Issue Plaintiff's Argument (State) Defendant's Argument (Cutright) Held
Finality / Appellate jurisdiction Entry is final; convictions and sentence were journalized and appeal should proceed Trial court failed to journalize disposition of one count; therefore order not final Appeal dismissed for lack of jurisdiction because a hanging charge remained (no journal entry disposing Count 5)
Sufficiency of evidence re: "serious physical harm" and "knowingly" (Counts 1–3) Evidence (victim injuries, confession, testimony) supports convictions Insufficient evidence that injuries were "serious" or that Cutright acted "knowingly" Not reached (merits not addressed due to jurisdictional dismissal)
Corpus delicti rule (reliance on confession) Other evidence corroborates confession; convictions proper Convictions rest solely on Cutright’s confession; corpus delicti not satisfied Not reached (merits not addressed due to jurisdictional dismissal)

> [PROVIDED RECORDS]:
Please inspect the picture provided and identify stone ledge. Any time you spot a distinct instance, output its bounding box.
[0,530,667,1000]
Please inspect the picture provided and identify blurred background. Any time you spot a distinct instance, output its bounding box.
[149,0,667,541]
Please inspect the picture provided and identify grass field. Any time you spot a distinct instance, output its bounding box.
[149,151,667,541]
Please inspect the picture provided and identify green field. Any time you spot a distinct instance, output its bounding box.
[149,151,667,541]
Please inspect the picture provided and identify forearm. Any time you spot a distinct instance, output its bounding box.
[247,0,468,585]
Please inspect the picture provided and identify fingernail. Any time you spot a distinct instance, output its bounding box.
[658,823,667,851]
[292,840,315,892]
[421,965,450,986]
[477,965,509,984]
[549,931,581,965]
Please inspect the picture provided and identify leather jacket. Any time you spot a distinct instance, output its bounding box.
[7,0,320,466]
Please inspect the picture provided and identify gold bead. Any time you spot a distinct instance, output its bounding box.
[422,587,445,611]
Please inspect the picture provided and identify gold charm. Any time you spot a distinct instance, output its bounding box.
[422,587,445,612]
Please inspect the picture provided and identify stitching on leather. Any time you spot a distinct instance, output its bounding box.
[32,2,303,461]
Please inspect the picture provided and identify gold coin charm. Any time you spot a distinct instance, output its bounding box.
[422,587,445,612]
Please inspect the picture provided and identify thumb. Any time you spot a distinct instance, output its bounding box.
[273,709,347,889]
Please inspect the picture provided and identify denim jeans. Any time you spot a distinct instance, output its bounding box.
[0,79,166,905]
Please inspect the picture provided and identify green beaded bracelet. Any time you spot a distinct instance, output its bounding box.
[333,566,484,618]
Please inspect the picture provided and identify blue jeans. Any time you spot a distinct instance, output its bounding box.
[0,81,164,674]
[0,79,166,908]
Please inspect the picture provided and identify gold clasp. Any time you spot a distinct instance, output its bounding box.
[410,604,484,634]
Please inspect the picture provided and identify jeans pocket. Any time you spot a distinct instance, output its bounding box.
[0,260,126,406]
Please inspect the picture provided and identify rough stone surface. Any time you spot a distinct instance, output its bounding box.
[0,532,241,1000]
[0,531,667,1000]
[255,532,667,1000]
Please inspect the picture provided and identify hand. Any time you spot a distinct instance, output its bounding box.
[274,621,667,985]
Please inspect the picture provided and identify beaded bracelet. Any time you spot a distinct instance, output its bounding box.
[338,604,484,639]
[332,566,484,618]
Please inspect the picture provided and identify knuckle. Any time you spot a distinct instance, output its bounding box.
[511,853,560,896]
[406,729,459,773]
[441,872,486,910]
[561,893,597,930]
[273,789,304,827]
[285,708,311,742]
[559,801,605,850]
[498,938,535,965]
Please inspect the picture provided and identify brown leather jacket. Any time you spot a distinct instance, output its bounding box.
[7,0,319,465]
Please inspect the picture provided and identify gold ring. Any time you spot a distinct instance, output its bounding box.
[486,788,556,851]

> [TASKS TO CARRY OUT]:
a - Change the case summary table from the words "Issue Plaintiff's Argument" through the words "disposing Count 5)", replacing "hanging charge" with "pending charge".
b - Output these lines of the listing verbatim, beginning at the line that contains "Please inspect the picture provided and identify leather" and stopping after the line that contains "[273,709,347,889]".
The case summary table and the listing come from different sources.

> [TASK SOLUTIONS]:
a -
Issue Plaintiff's Argument (State) Defendant's Argument (Cutright) Held
Finality / Appellate jurisdiction Entry is final; convictions and sentence were journalized and appeal should proceed Trial court failed to journalize disposition of one count; therefore order not final Appeal dismissed for lack of jurisdiction because a pending charge remained (no journal entry disposing Count 5)

b -
Please inspect the picture provided and identify leather jacket. Any time you spot a distinct instance, output its bounding box.
[7,0,320,466]
Please inspect the picture provided and identify gold bead. Any time you spot a distinct instance, output its bounding box.
[422,587,445,611]
Please inspect the picture provided and identify gold charm. Any time you spot a distinct instance, output its bounding box.
[422,587,445,612]
Please inspect the picture provided and identify stitching on leather. Any time you spot a distinct instance, output its bounding box.
[32,2,303,461]
Please inspect the picture provided and identify gold coin charm. Any time you spot a distinct instance, output its bounding box.
[422,587,445,612]
Please inspect the picture provided and identify thumb. Any time you spot a distinct instance, output its bounding box.
[273,709,347,889]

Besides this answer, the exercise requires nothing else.